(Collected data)
Start of Block
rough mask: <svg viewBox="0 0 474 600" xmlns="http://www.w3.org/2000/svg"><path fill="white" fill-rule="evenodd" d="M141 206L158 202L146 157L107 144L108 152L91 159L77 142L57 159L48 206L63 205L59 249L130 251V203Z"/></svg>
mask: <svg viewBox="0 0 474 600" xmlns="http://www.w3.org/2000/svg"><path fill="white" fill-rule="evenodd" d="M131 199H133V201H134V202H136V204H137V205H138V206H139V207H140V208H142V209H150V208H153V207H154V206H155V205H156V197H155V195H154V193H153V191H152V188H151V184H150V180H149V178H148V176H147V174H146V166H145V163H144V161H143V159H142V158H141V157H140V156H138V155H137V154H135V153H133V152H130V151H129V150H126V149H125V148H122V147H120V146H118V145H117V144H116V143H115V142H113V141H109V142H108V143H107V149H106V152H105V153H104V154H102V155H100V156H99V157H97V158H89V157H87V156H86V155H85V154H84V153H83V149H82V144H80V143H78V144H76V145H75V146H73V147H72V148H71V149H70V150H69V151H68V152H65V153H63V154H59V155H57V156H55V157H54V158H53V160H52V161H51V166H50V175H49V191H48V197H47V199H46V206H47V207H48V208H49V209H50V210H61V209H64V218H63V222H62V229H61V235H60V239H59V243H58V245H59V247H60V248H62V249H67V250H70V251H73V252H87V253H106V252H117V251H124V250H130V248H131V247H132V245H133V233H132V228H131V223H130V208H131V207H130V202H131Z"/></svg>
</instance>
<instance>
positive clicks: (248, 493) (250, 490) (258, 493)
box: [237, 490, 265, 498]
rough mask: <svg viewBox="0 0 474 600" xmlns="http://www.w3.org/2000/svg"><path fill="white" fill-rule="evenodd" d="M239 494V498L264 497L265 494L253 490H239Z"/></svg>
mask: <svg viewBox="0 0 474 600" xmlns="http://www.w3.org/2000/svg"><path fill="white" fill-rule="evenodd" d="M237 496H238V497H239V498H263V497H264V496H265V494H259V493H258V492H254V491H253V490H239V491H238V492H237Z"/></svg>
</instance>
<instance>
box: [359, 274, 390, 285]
End of Block
Your task is to retype the records precisely as they stand.

SOLUTION TO THIS TASK:
rough mask: <svg viewBox="0 0 474 600" xmlns="http://www.w3.org/2000/svg"><path fill="white" fill-rule="evenodd" d="M141 206L158 202L146 157L107 144L108 152L91 159L77 142L57 159L48 206L63 205L59 249L130 251V203Z"/></svg>
mask: <svg viewBox="0 0 474 600" xmlns="http://www.w3.org/2000/svg"><path fill="white" fill-rule="evenodd" d="M131 199H133V201H134V202H136V204H137V205H138V206H139V207H140V208H142V209H150V208H153V207H154V206H155V205H156V197H155V195H154V193H153V191H152V188H151V184H150V180H149V178H148V176H147V174H146V166H145V163H144V161H143V159H142V158H141V157H140V156H138V155H137V154H135V153H133V152H130V151H129V150H126V149H125V148H122V147H120V146H118V145H117V144H116V143H115V142H113V141H109V142H108V143H107V149H106V152H105V153H104V154H102V155H100V156H99V157H97V158H89V157H87V156H86V155H85V154H84V153H83V149H82V144H80V143H78V144H76V145H75V146H73V147H72V148H71V149H70V150H69V151H68V152H65V153H63V154H59V155H57V156H55V157H54V158H53V160H52V161H51V166H50V175H49V191H48V197H47V199H46V206H47V207H48V208H49V209H50V210H61V209H64V218H63V222H62V229H61V235H60V239H59V243H58V245H59V247H60V248H62V249H67V250H70V251H73V252H87V253H106V252H117V251H124V250H130V248H131V247H132V245H133V233H132V228H131V223H130V208H131V207H130V202H131Z"/></svg>
</instance>
<instance>
positive clicks: (248, 493) (250, 490) (258, 493)
box: [237, 490, 265, 498]
rough mask: <svg viewBox="0 0 474 600" xmlns="http://www.w3.org/2000/svg"><path fill="white" fill-rule="evenodd" d="M239 494V498L264 497L265 494L253 490H239Z"/></svg>
mask: <svg viewBox="0 0 474 600" xmlns="http://www.w3.org/2000/svg"><path fill="white" fill-rule="evenodd" d="M237 496H238V497H239V498H263V497H264V496H265V494H259V493H258V492H254V491H253V490H239V491H238V492H237Z"/></svg>
</instance>
<instance>
box: [359, 274, 390, 285]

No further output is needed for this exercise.